Given information START

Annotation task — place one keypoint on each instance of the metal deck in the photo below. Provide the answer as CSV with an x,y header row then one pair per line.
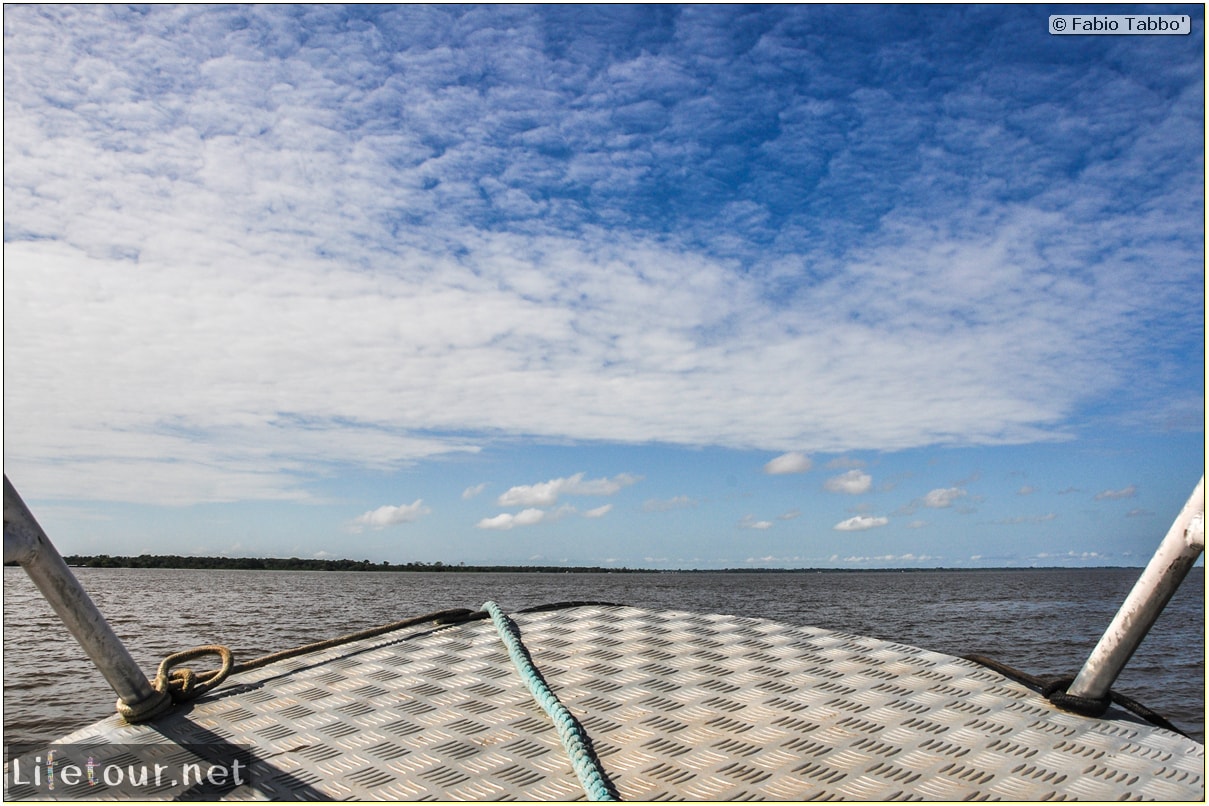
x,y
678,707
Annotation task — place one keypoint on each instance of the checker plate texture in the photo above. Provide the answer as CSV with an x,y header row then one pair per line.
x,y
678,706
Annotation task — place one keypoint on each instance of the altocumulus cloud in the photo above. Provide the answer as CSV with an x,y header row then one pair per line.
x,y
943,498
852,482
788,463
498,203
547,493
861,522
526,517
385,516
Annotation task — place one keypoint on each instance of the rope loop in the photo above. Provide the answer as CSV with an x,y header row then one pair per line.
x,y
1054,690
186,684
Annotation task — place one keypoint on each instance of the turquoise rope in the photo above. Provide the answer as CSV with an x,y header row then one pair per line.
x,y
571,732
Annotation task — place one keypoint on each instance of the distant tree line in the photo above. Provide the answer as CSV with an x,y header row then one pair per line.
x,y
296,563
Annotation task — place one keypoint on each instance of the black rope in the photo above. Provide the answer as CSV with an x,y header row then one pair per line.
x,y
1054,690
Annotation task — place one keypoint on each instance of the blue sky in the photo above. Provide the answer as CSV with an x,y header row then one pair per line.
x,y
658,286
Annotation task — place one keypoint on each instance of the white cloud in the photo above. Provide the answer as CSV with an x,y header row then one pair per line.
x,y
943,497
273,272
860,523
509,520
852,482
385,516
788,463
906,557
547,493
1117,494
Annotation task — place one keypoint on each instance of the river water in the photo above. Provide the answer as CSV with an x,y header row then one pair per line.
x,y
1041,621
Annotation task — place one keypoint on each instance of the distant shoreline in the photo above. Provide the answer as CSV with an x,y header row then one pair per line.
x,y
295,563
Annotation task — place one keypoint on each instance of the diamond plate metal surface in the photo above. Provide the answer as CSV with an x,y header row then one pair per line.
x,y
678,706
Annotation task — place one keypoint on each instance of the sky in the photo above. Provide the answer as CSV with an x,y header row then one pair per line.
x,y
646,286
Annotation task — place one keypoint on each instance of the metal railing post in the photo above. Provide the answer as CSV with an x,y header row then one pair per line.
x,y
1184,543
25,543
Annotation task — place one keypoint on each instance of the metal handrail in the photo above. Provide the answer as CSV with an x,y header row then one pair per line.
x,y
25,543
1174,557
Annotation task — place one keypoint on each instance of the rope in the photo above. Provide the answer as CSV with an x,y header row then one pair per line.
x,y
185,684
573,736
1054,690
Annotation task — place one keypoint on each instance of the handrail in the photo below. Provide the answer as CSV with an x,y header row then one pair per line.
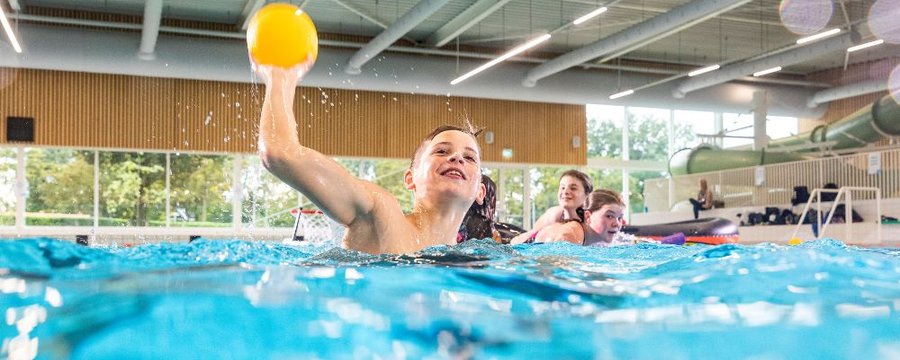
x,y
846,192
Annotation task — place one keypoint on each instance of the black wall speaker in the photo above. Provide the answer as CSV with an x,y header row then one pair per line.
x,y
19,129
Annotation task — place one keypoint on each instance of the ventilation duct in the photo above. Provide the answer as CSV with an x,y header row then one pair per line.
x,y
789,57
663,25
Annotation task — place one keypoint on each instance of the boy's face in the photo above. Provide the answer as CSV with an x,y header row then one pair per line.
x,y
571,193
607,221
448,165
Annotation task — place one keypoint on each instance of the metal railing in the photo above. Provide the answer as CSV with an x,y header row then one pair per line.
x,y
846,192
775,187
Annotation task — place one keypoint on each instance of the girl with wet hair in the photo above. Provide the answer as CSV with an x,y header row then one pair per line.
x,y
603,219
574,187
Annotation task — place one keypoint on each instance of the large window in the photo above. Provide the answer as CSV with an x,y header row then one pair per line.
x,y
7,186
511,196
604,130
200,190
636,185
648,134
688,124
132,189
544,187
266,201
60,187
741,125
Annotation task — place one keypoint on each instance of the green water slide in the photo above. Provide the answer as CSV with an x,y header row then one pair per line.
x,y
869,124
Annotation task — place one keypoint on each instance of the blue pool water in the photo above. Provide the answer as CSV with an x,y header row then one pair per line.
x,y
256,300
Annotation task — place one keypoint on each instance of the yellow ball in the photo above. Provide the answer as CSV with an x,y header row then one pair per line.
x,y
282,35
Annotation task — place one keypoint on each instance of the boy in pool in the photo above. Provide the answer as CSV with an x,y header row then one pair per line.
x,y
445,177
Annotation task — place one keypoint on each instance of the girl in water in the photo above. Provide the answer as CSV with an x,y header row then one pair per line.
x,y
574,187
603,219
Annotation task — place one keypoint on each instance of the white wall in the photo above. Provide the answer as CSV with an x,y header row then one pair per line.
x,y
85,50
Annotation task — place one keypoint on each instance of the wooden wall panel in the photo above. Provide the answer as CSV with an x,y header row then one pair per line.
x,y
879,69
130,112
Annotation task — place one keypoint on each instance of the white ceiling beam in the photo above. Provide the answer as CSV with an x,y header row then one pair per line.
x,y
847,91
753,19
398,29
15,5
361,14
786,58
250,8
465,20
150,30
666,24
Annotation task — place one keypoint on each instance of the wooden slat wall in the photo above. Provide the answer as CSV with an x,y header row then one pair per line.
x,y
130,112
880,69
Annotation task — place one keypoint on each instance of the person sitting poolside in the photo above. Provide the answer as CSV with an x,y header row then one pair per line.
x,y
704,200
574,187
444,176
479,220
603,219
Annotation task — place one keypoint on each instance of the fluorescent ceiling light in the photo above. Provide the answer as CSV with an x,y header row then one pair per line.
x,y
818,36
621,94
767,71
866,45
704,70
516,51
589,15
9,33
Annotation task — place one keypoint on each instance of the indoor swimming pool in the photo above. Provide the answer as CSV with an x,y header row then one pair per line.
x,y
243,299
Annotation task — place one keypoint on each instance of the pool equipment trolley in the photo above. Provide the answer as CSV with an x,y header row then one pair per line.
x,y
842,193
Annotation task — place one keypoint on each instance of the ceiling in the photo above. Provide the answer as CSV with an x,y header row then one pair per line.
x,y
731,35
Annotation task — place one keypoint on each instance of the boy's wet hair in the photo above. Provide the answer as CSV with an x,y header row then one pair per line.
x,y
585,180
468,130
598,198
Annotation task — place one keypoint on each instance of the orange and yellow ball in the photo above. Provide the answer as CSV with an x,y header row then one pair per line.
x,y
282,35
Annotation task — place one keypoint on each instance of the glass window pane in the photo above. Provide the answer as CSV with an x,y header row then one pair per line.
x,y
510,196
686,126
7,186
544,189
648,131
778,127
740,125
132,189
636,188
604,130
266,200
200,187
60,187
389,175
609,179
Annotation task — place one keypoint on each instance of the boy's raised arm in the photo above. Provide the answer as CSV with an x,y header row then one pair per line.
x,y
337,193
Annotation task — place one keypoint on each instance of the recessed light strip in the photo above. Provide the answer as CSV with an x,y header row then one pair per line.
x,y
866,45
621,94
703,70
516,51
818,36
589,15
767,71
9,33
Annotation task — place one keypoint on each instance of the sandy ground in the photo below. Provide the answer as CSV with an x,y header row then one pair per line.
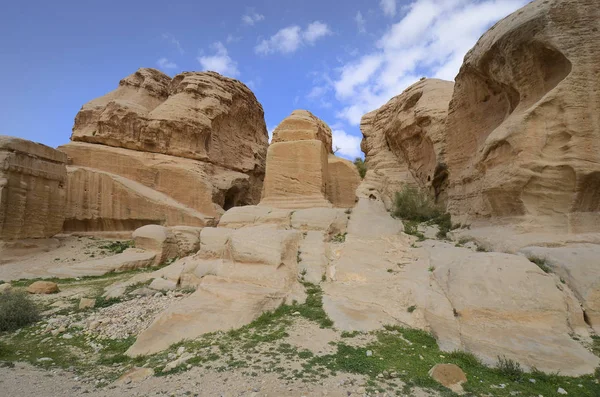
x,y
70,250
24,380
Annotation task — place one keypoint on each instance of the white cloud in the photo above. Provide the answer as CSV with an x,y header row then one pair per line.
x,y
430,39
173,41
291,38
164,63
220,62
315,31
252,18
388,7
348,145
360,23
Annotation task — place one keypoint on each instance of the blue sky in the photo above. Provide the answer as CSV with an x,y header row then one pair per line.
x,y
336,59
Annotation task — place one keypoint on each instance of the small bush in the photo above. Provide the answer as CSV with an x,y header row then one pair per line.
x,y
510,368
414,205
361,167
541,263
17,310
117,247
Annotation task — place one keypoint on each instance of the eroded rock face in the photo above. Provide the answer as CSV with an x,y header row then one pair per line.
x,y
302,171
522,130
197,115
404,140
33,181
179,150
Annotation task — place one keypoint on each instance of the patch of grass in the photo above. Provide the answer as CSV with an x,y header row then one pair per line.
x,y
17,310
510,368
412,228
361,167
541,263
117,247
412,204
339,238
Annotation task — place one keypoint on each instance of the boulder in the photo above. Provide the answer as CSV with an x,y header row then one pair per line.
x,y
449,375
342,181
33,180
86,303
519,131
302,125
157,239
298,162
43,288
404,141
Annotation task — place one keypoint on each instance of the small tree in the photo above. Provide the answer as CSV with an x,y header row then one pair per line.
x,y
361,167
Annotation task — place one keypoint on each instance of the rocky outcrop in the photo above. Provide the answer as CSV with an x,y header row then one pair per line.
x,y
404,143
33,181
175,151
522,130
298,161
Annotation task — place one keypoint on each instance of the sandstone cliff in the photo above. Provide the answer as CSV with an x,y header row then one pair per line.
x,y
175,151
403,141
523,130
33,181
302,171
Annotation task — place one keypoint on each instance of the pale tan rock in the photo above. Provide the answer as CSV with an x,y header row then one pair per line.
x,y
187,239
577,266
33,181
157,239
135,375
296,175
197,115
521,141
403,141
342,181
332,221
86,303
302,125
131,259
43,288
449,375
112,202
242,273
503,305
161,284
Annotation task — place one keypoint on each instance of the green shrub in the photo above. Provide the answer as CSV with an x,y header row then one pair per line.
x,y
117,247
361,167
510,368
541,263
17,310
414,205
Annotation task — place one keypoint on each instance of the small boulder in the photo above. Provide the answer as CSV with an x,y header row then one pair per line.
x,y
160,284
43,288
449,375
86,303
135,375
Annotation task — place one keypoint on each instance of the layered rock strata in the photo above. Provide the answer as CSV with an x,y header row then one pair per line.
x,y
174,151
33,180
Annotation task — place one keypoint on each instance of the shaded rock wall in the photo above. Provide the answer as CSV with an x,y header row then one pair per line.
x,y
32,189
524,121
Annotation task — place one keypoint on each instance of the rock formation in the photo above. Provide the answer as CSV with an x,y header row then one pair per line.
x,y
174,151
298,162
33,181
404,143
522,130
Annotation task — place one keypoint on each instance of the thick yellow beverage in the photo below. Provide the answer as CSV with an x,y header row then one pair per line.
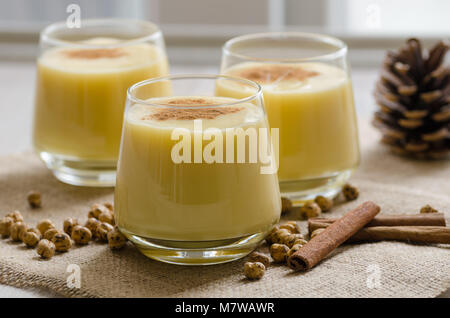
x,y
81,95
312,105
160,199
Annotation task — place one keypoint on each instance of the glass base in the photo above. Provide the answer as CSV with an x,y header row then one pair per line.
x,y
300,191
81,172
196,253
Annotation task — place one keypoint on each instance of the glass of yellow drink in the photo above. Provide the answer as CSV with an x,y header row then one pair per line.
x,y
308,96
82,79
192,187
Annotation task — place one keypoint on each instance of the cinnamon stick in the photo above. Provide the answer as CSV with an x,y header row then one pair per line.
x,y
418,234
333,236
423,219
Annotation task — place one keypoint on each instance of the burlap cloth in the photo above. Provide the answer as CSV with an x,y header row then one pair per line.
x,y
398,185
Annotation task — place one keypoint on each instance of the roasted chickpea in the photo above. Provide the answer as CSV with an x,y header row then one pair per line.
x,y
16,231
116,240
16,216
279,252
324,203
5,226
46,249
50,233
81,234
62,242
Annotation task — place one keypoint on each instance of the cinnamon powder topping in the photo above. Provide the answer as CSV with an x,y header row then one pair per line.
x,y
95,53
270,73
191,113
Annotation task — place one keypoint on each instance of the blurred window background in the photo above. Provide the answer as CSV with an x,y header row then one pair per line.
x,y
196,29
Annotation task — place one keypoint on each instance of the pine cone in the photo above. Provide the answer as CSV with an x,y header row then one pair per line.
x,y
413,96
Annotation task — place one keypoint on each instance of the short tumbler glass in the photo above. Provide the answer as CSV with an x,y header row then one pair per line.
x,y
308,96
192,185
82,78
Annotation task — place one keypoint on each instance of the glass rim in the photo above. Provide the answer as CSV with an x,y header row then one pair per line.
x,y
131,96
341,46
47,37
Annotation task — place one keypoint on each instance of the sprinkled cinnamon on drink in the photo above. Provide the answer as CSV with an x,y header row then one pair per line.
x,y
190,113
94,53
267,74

Given information END

An exact repeat of the lines from the one containing "of the sprinkled" through the final line of the entries is the whole answer.

## Answer to this task
Annotation task — place one keypoint on each instance of the sprinkled cinnamon on drink in the photo above. Provide the answer as CSV with an x,y header row then one pair per line.
x,y
190,113
94,53
267,74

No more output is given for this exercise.